*DO THIS*.
Identify each line in the rows below that contains the string "dress", and copy every such line in full.

** start SOURCE MATERIAL **

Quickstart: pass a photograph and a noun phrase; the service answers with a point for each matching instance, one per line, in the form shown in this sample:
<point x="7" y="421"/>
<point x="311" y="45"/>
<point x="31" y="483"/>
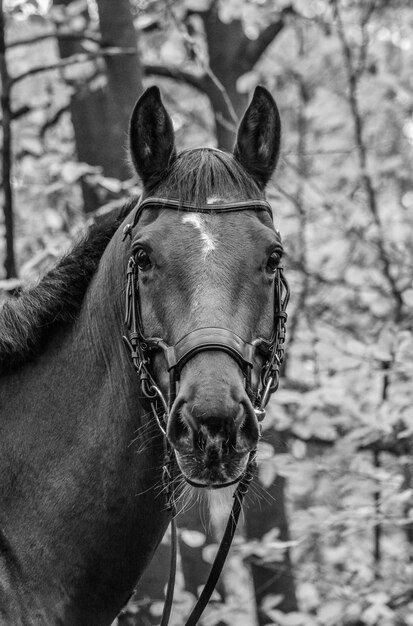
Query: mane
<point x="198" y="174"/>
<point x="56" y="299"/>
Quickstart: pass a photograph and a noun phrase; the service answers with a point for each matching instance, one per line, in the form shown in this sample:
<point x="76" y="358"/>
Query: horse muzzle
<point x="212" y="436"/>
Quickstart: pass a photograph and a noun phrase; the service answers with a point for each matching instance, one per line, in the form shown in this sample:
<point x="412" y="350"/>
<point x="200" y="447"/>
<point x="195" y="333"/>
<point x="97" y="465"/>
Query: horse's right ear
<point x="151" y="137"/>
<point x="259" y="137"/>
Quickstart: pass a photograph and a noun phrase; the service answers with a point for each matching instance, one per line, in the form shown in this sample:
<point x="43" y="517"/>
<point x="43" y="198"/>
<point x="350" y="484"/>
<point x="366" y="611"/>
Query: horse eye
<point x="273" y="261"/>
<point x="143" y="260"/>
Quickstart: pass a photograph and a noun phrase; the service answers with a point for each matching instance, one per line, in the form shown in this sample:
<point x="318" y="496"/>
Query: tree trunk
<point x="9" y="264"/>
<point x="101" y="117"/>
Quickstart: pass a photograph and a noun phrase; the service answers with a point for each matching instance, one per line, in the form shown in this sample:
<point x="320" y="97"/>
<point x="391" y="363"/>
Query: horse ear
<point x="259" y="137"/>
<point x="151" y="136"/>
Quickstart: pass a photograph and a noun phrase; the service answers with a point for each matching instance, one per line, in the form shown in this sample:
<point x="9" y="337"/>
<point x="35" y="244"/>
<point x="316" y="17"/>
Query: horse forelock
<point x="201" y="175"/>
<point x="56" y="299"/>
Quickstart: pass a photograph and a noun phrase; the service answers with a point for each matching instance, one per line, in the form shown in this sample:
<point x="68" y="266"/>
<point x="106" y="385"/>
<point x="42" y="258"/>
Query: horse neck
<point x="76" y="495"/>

** end SOURCE MATERIAL **
** start SOURCE MATERIAL **

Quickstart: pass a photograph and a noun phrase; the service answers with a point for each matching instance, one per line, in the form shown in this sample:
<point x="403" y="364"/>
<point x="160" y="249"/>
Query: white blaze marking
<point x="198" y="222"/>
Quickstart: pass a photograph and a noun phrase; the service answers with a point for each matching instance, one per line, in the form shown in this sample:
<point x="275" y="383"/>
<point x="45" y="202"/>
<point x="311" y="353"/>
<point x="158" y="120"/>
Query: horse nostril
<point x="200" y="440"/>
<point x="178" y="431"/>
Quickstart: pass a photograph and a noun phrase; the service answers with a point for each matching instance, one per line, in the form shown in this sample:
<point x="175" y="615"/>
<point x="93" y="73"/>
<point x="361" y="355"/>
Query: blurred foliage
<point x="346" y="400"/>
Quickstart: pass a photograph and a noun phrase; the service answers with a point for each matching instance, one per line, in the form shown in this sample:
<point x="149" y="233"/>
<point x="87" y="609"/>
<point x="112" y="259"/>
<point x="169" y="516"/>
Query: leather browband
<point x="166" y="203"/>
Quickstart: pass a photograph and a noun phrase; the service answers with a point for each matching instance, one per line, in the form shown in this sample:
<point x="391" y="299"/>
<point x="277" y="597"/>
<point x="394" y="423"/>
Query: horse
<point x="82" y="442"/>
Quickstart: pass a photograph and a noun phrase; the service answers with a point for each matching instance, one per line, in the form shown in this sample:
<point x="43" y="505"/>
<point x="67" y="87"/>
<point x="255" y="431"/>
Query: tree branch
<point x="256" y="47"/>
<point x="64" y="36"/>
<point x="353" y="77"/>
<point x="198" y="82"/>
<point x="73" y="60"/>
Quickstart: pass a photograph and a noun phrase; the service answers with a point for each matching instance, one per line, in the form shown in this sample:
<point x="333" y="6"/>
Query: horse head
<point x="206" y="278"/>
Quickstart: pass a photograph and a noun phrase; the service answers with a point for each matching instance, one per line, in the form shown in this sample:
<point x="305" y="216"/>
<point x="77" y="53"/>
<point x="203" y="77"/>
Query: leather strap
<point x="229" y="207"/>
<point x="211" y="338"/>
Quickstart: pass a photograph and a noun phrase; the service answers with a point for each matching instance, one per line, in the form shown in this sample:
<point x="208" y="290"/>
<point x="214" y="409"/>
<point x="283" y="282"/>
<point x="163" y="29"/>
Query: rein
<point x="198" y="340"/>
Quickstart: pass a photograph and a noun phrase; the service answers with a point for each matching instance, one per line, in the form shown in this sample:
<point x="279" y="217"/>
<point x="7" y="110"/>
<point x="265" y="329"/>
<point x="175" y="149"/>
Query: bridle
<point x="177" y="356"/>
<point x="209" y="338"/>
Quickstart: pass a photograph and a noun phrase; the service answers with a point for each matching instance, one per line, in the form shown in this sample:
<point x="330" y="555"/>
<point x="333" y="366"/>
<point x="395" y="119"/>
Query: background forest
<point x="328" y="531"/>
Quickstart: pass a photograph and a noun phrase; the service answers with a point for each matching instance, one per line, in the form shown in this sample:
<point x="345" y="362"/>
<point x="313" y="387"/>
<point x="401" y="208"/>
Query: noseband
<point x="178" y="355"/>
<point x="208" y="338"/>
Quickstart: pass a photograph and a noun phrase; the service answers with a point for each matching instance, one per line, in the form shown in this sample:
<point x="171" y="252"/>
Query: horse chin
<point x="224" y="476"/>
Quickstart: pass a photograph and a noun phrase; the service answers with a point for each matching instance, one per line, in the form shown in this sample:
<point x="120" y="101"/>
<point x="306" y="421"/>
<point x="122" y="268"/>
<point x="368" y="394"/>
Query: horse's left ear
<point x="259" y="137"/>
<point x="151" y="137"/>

** end SOURCE MATERIAL **
** start SOURCE MATERIAL **

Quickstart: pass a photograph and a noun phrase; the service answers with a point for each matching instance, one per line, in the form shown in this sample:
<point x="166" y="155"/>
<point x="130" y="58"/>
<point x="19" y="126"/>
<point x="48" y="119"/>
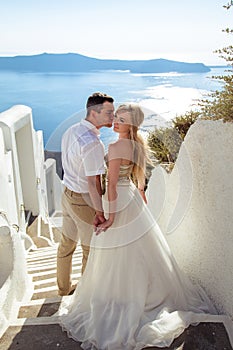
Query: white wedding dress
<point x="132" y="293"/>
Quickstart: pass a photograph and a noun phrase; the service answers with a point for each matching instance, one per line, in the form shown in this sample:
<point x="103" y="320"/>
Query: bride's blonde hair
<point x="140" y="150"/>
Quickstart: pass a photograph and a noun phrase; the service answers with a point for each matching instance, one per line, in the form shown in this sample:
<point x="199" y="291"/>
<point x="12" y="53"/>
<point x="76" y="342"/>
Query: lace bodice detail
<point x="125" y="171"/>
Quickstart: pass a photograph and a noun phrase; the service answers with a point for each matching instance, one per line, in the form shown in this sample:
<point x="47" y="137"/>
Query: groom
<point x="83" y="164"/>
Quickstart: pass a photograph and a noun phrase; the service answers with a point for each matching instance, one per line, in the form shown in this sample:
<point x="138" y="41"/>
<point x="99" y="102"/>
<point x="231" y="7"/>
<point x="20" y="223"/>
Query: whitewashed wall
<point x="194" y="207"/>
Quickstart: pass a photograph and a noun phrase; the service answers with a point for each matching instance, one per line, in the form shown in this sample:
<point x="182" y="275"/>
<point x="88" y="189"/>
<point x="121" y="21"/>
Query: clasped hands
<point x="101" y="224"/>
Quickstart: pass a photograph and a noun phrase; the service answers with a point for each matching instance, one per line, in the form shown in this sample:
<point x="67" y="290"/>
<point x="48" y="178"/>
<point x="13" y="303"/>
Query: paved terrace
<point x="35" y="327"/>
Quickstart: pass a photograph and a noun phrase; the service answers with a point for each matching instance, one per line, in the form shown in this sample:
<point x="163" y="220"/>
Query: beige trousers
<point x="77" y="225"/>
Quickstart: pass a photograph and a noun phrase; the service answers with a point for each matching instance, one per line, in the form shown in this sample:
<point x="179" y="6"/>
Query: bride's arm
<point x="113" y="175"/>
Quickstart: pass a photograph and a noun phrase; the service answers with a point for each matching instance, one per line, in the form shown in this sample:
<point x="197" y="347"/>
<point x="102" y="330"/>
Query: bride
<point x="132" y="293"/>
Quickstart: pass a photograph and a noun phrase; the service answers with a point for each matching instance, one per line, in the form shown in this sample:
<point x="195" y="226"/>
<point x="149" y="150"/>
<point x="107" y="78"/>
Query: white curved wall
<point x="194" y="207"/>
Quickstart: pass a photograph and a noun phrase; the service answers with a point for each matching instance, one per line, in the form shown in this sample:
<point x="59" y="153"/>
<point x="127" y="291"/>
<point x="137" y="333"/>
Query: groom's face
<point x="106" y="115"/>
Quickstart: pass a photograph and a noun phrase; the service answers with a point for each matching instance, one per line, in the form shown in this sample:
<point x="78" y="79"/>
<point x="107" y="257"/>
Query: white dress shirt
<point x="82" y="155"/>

** end SOURCE MATERIAL **

*SOLUTION*.
Query: white wedding dress
Query: white dress shirt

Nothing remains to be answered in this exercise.